> REQUIRED WORK
a: Answer these questions from the text about Perceval:
(i) What did Chrétien not tell us about the Grail?
(ii) From what myth do some scholars say the Grail derived?
(iii) Besides courtly love and a romantic literature in the vernacular language, what else was born?
b: Please decide whether each statement agrees with the text about Perceval, and back each answer with the deciding words from it:
(i) Chrétien explained the exact nature of the Grail.
(ii) Universities were created during the awakening of Europe.
(iii) Some scholars compare the Grail to a cauldron that can raise the dead.
c: Reproduce the part of the text about Perceval between "Chrétien didn’t tell" and "the next king.", inclusive.

> READING TEXT
-=-=-

The tale of Perceval is one of the great myths of the world, with an extraordinary symbolism. It was a part of the awakening of Europe from the Dark Ages, now the Catholic Church had all the pagans and barbarians either converted or driven back. Towns started to grow, universities were created, there was an increase in wealth and now the techniques of building with stone were established, people started building their Cathedrals for real. Chivalry and courtly love were born, and a romantic literature in the vernacular language.
Chrétien didn’t tell us what was the exact nature of the Grail, and perhaps some of the appeal of his story precisely came from the mystery surrounding the object and its whereabouts. Some scholars are saying the Grail derived from Celtic myth, being something like a life-restoring cauldron which even can raise the dead, or a Vessel of Plenty, or a magical platter that symbolizes otherworldly power and sometimes even decides who has to be the next king.

-=-=-

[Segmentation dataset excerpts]
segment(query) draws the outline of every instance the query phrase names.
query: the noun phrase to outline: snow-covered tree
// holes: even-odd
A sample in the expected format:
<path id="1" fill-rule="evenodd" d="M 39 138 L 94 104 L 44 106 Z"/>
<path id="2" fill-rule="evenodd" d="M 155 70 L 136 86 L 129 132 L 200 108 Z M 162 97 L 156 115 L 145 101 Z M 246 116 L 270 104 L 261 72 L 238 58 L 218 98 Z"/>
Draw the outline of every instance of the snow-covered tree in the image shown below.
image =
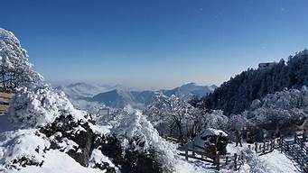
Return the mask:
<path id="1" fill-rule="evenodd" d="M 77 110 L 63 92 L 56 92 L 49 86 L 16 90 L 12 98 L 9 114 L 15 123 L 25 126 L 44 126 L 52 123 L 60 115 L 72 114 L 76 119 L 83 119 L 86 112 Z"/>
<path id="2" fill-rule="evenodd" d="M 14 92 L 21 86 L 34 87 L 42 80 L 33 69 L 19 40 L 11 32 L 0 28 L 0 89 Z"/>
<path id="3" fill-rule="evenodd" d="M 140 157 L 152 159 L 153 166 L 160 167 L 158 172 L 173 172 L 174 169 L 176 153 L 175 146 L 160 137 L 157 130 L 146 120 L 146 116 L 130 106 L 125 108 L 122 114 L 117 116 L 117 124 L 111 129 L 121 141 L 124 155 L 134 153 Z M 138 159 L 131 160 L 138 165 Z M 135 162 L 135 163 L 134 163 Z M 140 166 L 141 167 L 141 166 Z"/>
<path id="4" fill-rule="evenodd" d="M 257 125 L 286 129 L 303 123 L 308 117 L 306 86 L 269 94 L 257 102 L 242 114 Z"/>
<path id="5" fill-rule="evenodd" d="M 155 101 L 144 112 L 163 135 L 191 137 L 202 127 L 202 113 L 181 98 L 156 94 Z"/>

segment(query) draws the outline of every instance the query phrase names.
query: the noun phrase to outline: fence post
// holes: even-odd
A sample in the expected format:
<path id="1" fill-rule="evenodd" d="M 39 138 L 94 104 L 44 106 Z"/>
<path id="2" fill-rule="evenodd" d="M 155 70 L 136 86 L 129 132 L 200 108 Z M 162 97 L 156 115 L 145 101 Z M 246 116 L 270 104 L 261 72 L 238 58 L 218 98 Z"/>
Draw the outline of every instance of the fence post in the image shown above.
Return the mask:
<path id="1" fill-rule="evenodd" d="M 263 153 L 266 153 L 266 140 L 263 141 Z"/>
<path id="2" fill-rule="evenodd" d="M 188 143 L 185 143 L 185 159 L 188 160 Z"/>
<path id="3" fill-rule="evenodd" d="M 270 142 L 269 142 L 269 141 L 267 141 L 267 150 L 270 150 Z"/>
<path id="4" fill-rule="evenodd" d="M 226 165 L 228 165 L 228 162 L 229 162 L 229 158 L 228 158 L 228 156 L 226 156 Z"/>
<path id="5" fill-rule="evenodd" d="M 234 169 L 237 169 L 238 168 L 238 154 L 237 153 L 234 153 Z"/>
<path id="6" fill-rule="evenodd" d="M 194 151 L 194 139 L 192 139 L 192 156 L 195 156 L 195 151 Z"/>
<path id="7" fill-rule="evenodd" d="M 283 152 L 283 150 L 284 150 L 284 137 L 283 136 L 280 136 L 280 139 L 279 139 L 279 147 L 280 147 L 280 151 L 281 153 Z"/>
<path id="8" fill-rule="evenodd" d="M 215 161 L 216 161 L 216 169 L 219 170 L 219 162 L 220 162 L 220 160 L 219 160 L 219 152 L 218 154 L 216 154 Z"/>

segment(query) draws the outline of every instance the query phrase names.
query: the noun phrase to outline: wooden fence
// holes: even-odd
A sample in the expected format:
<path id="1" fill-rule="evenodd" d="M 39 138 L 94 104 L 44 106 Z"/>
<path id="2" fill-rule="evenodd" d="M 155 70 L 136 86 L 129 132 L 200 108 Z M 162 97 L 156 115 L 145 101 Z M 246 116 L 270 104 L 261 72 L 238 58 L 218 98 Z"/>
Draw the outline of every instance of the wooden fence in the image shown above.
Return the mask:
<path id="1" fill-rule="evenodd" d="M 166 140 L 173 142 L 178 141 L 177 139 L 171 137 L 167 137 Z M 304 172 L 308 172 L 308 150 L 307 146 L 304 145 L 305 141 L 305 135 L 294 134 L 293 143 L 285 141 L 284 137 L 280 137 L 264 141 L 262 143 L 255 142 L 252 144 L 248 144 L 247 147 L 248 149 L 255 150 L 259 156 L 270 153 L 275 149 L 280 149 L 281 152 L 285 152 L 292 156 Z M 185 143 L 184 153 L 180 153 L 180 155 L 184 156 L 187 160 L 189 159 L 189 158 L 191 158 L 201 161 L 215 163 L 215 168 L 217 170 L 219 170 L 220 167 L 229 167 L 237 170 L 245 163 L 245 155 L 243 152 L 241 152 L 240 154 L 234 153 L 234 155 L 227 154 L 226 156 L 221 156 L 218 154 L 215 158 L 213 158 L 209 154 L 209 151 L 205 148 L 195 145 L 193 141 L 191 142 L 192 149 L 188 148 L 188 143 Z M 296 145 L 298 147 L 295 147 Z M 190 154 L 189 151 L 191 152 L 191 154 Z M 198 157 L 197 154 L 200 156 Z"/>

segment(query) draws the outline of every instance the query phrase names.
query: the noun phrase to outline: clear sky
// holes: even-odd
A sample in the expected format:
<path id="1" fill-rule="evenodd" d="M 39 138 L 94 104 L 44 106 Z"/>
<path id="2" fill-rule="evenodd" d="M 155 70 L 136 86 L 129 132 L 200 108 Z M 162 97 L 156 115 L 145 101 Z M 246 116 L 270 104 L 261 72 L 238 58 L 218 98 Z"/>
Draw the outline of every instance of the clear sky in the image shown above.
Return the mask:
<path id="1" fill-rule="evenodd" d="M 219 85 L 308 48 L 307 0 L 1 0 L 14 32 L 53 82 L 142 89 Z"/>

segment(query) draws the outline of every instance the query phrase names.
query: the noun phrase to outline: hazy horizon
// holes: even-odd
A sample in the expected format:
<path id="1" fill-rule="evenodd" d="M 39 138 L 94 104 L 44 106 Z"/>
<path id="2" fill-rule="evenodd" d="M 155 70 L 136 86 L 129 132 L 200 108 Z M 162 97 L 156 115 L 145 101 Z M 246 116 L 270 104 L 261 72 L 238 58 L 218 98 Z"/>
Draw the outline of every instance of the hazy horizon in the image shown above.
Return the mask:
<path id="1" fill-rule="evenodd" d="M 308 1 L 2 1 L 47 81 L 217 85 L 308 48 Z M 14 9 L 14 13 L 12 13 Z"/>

-=-=-

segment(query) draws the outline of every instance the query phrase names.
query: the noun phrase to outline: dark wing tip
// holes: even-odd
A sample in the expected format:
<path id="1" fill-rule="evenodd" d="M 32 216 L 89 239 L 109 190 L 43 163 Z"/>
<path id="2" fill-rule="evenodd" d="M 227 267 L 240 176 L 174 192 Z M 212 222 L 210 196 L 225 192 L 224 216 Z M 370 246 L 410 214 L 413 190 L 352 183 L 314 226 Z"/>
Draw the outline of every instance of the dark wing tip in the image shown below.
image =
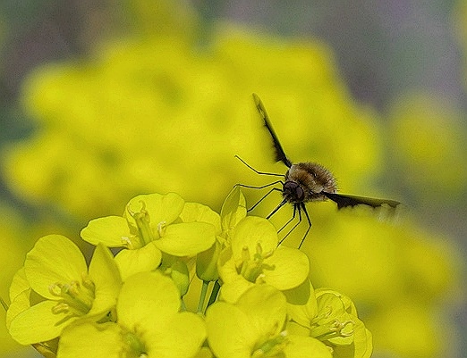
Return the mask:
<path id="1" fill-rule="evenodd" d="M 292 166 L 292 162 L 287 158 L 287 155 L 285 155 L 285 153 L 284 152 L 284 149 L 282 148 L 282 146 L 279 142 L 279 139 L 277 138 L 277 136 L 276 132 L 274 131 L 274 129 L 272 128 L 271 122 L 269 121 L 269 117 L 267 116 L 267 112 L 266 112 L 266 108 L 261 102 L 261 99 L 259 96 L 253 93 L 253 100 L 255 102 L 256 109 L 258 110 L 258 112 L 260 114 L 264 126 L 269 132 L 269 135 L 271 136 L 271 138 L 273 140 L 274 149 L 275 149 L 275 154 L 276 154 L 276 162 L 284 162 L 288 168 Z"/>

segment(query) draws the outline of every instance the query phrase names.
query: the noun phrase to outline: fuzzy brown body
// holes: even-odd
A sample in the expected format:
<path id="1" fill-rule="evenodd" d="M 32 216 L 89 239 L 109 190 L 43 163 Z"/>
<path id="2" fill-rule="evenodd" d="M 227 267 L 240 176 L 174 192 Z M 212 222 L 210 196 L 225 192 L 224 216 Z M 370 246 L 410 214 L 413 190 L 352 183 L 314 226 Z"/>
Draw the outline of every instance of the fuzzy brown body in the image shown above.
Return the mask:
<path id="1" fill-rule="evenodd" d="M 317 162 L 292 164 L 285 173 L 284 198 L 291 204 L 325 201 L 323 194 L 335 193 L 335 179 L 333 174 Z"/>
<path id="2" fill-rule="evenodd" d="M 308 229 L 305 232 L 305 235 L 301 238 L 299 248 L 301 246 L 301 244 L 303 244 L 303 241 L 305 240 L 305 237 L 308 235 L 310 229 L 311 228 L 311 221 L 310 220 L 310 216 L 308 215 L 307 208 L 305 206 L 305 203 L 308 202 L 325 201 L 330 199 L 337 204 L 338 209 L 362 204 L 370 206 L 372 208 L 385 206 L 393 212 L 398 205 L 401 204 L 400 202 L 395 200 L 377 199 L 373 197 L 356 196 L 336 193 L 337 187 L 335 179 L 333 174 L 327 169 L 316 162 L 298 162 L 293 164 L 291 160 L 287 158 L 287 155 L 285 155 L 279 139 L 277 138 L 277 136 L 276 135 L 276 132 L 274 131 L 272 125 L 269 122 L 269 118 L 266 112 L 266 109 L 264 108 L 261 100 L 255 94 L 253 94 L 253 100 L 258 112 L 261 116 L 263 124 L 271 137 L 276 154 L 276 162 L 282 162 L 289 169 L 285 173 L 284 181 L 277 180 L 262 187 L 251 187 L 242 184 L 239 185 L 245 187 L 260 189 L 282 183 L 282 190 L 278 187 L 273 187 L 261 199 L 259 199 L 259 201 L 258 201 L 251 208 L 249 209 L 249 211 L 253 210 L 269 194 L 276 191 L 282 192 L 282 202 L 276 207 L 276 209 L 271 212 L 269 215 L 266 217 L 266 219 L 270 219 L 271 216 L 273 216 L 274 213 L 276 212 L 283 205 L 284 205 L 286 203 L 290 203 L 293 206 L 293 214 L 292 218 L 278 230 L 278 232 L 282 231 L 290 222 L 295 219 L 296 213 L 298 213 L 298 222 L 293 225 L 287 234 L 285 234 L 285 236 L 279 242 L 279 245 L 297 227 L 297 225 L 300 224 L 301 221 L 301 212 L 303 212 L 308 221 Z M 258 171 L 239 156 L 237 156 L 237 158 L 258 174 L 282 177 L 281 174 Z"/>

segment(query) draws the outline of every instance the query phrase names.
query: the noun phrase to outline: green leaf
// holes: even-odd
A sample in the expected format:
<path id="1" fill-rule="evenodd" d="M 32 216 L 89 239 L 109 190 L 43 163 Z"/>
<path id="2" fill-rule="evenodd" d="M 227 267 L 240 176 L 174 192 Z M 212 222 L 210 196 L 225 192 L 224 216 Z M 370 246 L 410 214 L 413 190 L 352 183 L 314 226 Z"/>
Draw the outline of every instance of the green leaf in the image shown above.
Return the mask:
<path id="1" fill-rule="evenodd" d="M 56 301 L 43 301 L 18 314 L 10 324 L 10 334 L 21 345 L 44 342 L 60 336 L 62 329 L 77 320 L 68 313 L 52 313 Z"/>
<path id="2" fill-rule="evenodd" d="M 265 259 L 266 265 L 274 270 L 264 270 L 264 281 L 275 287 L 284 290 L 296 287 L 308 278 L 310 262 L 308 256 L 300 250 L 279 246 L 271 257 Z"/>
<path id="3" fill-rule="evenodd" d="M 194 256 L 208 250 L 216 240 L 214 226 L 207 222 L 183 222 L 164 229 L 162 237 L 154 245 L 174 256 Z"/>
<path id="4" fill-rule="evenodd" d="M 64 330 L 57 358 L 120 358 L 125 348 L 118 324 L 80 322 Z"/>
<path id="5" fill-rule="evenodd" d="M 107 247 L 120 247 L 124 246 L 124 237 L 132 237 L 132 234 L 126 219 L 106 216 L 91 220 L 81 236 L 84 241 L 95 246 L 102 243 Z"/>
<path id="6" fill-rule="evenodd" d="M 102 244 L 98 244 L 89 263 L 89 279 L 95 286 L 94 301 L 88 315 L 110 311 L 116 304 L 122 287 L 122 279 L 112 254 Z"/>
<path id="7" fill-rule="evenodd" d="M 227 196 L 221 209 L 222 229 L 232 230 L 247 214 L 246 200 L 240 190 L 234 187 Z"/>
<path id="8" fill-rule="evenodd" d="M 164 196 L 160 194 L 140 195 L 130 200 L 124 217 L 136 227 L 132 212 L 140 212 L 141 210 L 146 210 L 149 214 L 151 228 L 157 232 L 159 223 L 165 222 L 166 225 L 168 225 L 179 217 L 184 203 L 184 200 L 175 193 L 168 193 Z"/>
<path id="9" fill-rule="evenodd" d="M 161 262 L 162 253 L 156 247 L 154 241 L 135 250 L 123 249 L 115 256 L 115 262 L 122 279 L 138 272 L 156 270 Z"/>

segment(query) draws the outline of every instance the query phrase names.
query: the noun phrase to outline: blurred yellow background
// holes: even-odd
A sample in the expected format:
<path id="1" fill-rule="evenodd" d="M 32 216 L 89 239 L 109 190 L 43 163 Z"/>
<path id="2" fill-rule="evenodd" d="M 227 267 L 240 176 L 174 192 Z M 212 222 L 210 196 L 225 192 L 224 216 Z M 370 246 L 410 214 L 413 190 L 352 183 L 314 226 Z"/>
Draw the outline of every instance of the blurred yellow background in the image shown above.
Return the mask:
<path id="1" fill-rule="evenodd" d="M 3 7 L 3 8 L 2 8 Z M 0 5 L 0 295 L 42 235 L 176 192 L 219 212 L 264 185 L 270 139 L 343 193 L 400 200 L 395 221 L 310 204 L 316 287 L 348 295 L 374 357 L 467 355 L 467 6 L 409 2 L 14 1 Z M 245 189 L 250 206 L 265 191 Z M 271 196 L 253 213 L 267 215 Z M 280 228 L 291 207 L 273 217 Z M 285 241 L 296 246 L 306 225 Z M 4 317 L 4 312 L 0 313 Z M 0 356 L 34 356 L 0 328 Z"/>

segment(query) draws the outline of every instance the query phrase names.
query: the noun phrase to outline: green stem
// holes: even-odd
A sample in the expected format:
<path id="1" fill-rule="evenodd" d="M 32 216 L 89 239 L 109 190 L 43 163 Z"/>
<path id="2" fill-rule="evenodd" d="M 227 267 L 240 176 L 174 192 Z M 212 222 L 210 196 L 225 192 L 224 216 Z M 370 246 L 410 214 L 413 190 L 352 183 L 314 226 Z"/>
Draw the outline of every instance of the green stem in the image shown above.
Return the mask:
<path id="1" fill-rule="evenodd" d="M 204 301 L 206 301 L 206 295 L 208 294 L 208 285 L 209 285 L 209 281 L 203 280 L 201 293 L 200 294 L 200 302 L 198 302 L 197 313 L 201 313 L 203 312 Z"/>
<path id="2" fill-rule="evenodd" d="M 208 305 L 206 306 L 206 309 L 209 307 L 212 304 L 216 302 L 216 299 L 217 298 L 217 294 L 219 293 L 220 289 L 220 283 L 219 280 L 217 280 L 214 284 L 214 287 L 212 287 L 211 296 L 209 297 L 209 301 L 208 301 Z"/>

-=-=-

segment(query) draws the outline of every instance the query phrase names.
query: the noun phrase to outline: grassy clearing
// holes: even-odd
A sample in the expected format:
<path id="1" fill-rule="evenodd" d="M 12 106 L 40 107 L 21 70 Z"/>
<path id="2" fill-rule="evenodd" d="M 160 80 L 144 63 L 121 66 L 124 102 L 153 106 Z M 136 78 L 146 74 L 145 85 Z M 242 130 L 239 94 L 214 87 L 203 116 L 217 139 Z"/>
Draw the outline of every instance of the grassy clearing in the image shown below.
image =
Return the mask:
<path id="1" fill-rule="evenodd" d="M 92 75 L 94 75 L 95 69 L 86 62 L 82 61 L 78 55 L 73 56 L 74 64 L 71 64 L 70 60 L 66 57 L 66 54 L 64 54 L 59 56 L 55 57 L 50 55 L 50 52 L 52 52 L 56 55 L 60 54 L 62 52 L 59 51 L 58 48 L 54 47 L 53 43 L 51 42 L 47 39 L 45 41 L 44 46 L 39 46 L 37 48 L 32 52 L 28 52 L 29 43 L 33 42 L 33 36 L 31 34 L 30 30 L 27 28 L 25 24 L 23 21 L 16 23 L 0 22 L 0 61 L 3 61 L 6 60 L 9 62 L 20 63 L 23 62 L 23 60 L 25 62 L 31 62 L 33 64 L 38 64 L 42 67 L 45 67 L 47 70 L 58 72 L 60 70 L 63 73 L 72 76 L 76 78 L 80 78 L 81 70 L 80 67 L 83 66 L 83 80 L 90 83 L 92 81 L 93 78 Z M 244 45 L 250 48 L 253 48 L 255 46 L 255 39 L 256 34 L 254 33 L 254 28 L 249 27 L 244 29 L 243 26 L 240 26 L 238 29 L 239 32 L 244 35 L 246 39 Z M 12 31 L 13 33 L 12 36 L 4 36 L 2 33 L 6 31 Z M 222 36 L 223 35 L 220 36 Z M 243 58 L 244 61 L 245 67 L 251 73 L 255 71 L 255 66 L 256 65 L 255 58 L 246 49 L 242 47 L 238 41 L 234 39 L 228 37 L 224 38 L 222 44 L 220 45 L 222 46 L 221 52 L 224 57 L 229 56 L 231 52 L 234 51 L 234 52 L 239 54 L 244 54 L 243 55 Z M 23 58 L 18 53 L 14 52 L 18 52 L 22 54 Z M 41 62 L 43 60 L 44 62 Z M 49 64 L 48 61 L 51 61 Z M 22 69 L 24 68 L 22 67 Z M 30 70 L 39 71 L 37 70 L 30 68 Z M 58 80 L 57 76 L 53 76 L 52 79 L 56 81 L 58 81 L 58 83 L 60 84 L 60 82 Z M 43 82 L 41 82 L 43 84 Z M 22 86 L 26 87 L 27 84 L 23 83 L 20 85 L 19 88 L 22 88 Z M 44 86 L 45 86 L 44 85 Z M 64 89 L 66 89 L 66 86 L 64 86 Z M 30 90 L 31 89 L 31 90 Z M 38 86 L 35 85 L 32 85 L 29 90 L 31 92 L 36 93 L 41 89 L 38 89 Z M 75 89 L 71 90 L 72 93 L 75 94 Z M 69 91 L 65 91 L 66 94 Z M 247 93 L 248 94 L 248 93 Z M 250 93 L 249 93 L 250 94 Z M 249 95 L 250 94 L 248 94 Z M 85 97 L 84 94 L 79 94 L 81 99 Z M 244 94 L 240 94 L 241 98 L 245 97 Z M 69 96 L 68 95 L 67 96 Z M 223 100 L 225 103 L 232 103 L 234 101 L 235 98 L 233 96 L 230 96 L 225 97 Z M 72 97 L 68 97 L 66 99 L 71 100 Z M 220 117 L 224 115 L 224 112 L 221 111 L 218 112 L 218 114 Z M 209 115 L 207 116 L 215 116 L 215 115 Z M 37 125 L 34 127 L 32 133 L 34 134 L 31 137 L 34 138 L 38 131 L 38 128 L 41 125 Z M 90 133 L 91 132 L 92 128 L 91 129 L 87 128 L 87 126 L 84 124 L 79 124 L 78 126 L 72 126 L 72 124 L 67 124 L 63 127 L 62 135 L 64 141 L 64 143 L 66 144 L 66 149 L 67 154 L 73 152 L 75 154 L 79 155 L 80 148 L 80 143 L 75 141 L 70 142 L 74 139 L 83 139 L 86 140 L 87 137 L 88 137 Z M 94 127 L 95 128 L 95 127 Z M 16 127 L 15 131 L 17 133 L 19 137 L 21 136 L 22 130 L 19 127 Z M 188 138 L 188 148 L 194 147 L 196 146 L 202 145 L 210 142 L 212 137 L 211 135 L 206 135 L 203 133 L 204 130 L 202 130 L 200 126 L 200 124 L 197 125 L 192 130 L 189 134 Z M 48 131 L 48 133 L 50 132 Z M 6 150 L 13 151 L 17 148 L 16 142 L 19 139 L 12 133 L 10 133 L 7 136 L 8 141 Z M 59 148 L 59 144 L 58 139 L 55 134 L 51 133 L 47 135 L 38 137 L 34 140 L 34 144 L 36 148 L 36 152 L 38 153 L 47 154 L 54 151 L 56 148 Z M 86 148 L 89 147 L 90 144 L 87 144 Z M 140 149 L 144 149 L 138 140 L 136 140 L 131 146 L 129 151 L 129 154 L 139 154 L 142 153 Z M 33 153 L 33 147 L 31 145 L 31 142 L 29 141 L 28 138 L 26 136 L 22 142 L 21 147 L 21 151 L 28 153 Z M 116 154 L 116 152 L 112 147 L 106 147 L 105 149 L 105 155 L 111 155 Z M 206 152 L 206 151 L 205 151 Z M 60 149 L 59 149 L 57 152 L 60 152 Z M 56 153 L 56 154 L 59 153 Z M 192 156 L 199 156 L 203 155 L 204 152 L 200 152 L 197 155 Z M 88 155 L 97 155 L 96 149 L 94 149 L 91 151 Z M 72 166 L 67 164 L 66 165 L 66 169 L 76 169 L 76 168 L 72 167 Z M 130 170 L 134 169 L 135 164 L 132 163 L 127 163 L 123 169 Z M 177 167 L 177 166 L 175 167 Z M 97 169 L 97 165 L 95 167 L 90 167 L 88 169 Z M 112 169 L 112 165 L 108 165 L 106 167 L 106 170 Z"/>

-=-=-

> ANSWERS TO THE EXERCISE
a:
(i) The exact nature of the Grail.
(ii) Celtic myth.
(iii) Chivalry.

b:
(i) No: "Chrétien didn’t tell us what was the exact nature of the Grail"
(ii) Yes: "universities were created"
(iii) Yes: "a life-restoring cauldron which even can raise the dead"

c:
Chrétien didn’t tell us what was the exact nature of the Grail, and perhaps some of the appeal of his story precisely came from the mystery surrounding the object and its whereabouts. Some scholars are saying the Grail derived from Celtic myth, being something like a life-restoring cauldron which even can raise the dead, or a Vessel of Plenty, or a magical platter that symbolizes otherworldly power and sometimes even decides who has to be the next king.